-- Start RECORDS --

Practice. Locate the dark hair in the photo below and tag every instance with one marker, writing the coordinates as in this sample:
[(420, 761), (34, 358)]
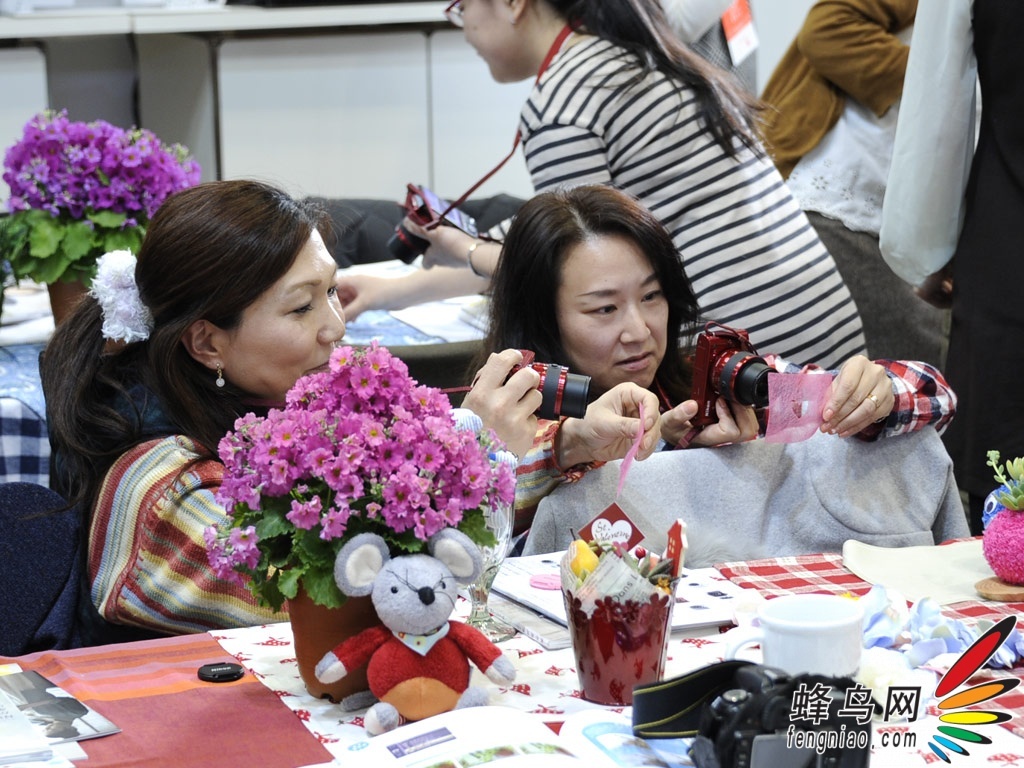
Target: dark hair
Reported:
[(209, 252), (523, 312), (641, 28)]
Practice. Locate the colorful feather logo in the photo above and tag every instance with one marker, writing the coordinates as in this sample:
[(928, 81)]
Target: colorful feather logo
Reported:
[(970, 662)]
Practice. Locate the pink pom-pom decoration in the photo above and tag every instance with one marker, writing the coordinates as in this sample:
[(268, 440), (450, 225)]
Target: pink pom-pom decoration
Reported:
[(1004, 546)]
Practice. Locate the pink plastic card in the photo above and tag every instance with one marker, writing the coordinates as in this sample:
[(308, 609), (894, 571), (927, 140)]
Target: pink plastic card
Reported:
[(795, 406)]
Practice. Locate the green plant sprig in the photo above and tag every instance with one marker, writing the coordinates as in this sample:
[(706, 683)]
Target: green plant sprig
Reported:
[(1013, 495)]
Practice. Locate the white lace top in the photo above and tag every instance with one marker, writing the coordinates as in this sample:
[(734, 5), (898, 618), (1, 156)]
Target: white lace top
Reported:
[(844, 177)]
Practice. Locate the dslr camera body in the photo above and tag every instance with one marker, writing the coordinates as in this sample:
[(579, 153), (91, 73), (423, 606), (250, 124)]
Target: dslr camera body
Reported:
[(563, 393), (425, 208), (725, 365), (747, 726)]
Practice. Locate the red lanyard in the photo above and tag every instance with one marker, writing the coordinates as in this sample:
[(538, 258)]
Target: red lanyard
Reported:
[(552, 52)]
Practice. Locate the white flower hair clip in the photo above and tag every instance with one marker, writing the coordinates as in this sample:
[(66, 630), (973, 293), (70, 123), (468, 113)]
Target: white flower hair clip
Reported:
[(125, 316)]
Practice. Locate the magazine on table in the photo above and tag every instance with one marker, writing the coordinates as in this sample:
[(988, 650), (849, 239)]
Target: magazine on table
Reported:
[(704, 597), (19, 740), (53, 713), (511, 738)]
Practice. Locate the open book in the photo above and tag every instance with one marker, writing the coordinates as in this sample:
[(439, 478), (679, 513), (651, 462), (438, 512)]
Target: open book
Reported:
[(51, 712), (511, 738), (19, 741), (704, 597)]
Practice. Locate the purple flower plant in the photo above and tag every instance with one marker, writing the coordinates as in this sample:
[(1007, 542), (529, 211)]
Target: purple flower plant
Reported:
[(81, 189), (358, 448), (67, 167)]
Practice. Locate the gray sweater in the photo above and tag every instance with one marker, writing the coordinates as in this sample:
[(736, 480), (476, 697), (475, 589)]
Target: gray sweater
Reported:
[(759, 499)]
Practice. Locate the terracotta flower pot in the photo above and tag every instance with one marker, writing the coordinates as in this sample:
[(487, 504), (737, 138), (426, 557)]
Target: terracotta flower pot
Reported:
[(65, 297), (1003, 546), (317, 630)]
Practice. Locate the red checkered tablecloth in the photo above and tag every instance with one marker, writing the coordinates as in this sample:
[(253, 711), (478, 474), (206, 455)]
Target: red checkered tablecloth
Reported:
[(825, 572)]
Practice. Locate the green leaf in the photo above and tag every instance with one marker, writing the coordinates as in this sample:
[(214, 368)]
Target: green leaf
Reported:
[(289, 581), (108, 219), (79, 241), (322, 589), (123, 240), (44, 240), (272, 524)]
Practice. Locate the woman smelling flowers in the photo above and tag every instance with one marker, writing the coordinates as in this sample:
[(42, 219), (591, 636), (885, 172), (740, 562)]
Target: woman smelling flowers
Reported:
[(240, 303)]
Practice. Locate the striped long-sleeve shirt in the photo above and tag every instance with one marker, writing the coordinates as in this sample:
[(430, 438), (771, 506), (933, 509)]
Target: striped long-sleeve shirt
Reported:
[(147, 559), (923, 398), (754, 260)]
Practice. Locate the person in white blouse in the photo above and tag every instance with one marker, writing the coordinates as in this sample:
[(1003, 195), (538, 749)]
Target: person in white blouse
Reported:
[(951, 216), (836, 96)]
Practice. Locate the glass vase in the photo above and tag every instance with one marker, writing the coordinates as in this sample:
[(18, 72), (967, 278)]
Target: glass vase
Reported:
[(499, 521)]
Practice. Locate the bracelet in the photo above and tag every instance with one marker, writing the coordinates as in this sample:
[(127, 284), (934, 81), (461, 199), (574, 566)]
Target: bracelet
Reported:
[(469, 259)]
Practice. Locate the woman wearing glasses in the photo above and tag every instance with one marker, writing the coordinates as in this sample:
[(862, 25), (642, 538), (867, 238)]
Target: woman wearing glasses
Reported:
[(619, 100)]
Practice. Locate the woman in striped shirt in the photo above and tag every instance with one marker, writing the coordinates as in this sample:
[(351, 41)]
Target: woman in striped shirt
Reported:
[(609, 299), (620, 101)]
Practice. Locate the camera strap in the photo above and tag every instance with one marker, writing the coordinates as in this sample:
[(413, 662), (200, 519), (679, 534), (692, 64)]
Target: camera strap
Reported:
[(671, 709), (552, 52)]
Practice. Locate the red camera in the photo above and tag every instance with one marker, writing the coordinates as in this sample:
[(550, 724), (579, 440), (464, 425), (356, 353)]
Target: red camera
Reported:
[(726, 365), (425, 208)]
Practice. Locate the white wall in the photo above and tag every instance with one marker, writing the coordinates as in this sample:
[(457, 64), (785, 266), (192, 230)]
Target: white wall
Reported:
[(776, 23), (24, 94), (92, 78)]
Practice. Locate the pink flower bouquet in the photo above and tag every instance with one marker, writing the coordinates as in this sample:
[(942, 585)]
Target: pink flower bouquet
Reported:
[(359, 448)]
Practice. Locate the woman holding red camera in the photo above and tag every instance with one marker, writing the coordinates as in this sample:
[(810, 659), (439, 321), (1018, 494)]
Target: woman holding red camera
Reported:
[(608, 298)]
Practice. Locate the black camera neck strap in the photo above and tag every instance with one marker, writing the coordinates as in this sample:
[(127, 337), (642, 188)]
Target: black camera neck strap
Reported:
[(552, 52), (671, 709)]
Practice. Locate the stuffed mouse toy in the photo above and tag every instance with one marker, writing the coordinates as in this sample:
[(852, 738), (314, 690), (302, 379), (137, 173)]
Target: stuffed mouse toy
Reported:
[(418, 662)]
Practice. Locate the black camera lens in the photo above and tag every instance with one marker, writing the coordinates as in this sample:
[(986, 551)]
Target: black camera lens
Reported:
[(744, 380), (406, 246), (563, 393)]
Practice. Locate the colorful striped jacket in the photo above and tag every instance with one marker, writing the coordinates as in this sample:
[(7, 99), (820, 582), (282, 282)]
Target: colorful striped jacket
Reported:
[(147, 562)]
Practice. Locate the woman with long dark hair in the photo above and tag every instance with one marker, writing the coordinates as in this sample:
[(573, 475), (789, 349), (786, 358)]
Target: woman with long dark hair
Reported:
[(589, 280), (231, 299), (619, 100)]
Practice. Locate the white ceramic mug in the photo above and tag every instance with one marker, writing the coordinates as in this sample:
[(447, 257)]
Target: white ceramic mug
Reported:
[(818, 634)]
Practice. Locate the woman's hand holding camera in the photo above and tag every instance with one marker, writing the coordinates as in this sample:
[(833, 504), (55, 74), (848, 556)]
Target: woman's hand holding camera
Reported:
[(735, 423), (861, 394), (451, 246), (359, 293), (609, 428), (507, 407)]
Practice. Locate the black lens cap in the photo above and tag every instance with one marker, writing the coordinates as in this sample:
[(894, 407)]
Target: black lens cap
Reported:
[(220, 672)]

-- End RECORDS --

_DIRECTION_
Copy everything in the listing from the line containing "Practice. Locate the red checkered" down to the line containing "[(240, 303)]", requests included. Multiply every reported coordinate by 0.45 and round to whole numbers, halves up, but leave the requests and their sample coordinates unchanged.

_THE COMPLETED TASK_
Practice. Locate the red checkered tablecloth in the photo above and tag every instance with one marker, writing the coordinates as in this sample:
[(253, 711), (478, 474), (206, 455)]
Target: red checkered tablecloth
Reported:
[(371, 257)]
Practice. Locate the green leaf in the photo above and tag every instance with one marker, writing the coordinates as in this sample:
[(214, 368)]
Target: green leaf
Reported:
[(130, 261), (49, 99), (36, 108), (145, 265), (55, 108), (20, 108), (122, 236)]
Practice. Locate the woman smelling flowers in the photo above and tag every instance with one marker, writing the coordinates as in this sample:
[(42, 219), (591, 636), (885, 172), (740, 562)]
Target: woman smelling flowers
Reported:
[(108, 136)]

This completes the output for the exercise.